Par jugement en date du 28 juin 2017, le tribunal a :
vu le jugement en date du 20 mars 2014 ayant ordonné la jonction des recours ;
vu le jugement en date du 15 janvier 2015, ayant déclaré opposable à la société la prise en charge, au titre de la législation sur les risques professionnels, de l'affection du syndrome bilatéral du canal carpien, déclarée par M. [O] [X], le 15 septembre 2011 ;
- donné acte à la caisse de son rapport à justice ;
- dit que les maladies déclarées par M. [O] [X] syndrome du canal carpien bilatéral-le 15 septembre 2011- épicondylite des coudes droit et gauche- le 3 octobre 2012, ne sont pas dues à la faute inexcusable de son employeur, la SAS [6] ;
- débouté M. [X] de toutes ses demandes ;
- dit n'y avoir lieu à exécution provisoire.
M. [O] [X] a le 25 septembre 2017 interjeté appel de ce jugement qui lui avait été notifié le 11 septembre 2017.
Par ses conclusions écrites soutenues oralement et déposées à l'audience par son conseil, M. [O] [X] demande à la cour, par voie d'infirmation du jugement déféré, de :
- dire que les maladies professionnelles syndrome du canal carpien bilatéral du 15 septembre 2011 et épicondylite bilatérale du 3 octobre 2012 dont il a été victime résultent de la faute inexcusable de la société ;
- ordonner la majoration à leur maximum des deux rentes qui lui ont été allouées ;
- désigner un expert avec mission d'évaluer les préjudices qu'il conserve pour chacune de ses maladies professionnelles, en prenant en considération la décision du Conseil cosntitutionnel n°2010-8 Q P C et selon la mission proposée ;
- lui allouer la somme de 8 000 euros à titre de provision à valoir sur l'indemnisation de ses préjudices, étant précisé en tant que de besoin que cette somme sera avancée par la caisse conformément à l'article L.452-3 du code de la sécurité sociale ;
- condamner la société à lui verser la somme de 3 000 euros sur le fondement de l'article 700 du code de procédure civile.

........

## CONSIGNE 1:
Répondez aux questions suivantes d'après l'extrait :
(a) À quelle date M. [O] [X] a-t-il interjeté appel du jugement ?
(b) Quelle somme demande-t-il à titre de provision sur l'indemnisation de ses préjudices ?
(c) À quelle date l'épicondylite des coudes a-t-elle été déclarée ?
## CONSIGNE 2:
Restituez sans aucune modification le passage de l'extrait qui commence par « Par jugement en » et se poursuit jusqu'à « à exécution provisoire. ».

........

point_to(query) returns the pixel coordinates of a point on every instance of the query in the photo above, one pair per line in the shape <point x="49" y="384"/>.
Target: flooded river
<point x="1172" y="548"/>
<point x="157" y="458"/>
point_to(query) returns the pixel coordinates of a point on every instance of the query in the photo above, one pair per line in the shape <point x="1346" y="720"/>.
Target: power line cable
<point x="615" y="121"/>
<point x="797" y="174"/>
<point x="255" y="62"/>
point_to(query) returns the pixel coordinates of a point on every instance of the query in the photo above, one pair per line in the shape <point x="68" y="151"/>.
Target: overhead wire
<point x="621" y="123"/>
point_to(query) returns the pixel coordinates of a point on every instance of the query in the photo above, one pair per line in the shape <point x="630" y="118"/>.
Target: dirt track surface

........

## RÉPONSE ATTENDUE 1:
(a) Le 25 septembre 2017.
(b) 8 000 euros.
(c) Le 3 octobre 2012.

## RÉPONSE ATTENDUE 2:
Par jugement en date du 28 juin 2017, le tribunal a :
vu le jugement en date du 20 mars 2014 ayant ordonné la jonction des recours ;
vu le jugement en date du 15 janvier 2015, ayant déclaré opposable à la société la prise en charge, au titre de la législation sur les risques professionnels, de l'affection du syndrome bilatéral du canal carpien, déclarée par M. [O] [X], le 15 septembre 2011 ;
- donné acte à la caisse de son rapport à justice ;
- dit que les maladies déclarées par M. [O] [X] syndrome du canal carpien bilatéral-le 15 septembre 2011- épicondylite des coudes droit et gauche- le 3 octobre 2012, ne sont pas dues à la faute inexcusable de son employeur, la SAS [6] ;
- débouté M. [X] de toutes ses demandes ;
- dit n'y avoir lieu à exécution provisoire.